## What to do
a) Using the page excerpt on blurring regions outside the focal plane, decide whether each statement agrees with it, answering yes or no and quoting the deciding words: (i) Zeroing out the EigenOne and EigenTwo areas for in-focus regions is enough. (ii) The moai's head serves as the in-focus example set against an out-of-focus sky. (iii) The halos appear around the out-of-focus regions.
b) In the page excerpt on blurring regions outside the focal plane, what will be left at the end of the work stream?

We may also have the additional chore of separating out into other layers regions of the image that fall into the putative focal plane. These regions will correspond to places where the image is "in (fake) focus." It is not sufficient to zero out EigenOne and EigenTwo areas corresponding to in-focus regions. At the end of the work stream there will be nothing more than a convolution kernel walking over an image, and unless we take preventative steps, when that convolution kernel is close to (but not in) a "no-blur zone" it will still factor in some of the pixel values from that no blur zone. This is especially true where a "no blur zone" abuts a "blur heavily zone," such as the moai's head (in focus) against the backdrop of the sky (very much out of focus). This gives rise to "halos" around the in-focus regions.

## Information shown

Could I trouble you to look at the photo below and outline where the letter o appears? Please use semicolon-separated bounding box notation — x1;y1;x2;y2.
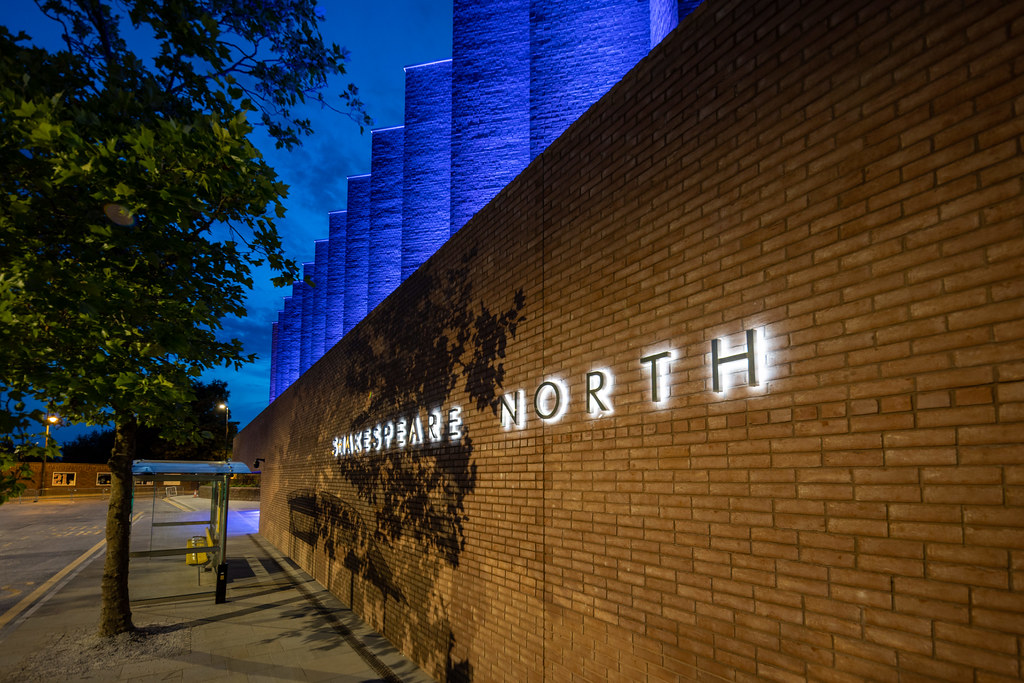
534;380;562;420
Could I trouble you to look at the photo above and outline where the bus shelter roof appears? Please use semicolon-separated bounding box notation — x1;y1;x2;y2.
131;460;251;480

## Answer set
a)
(i) No: "It is not sufficient to zero out EigenOne and EigenTwo areas corresponding to in-focus regions."
(ii) Yes: "such as the moai's head (in focus) against the backdrop of the sky (very much out of focus)"
(iii) No: "around the in-focus regions"

b) A convolution kernel walking over an image.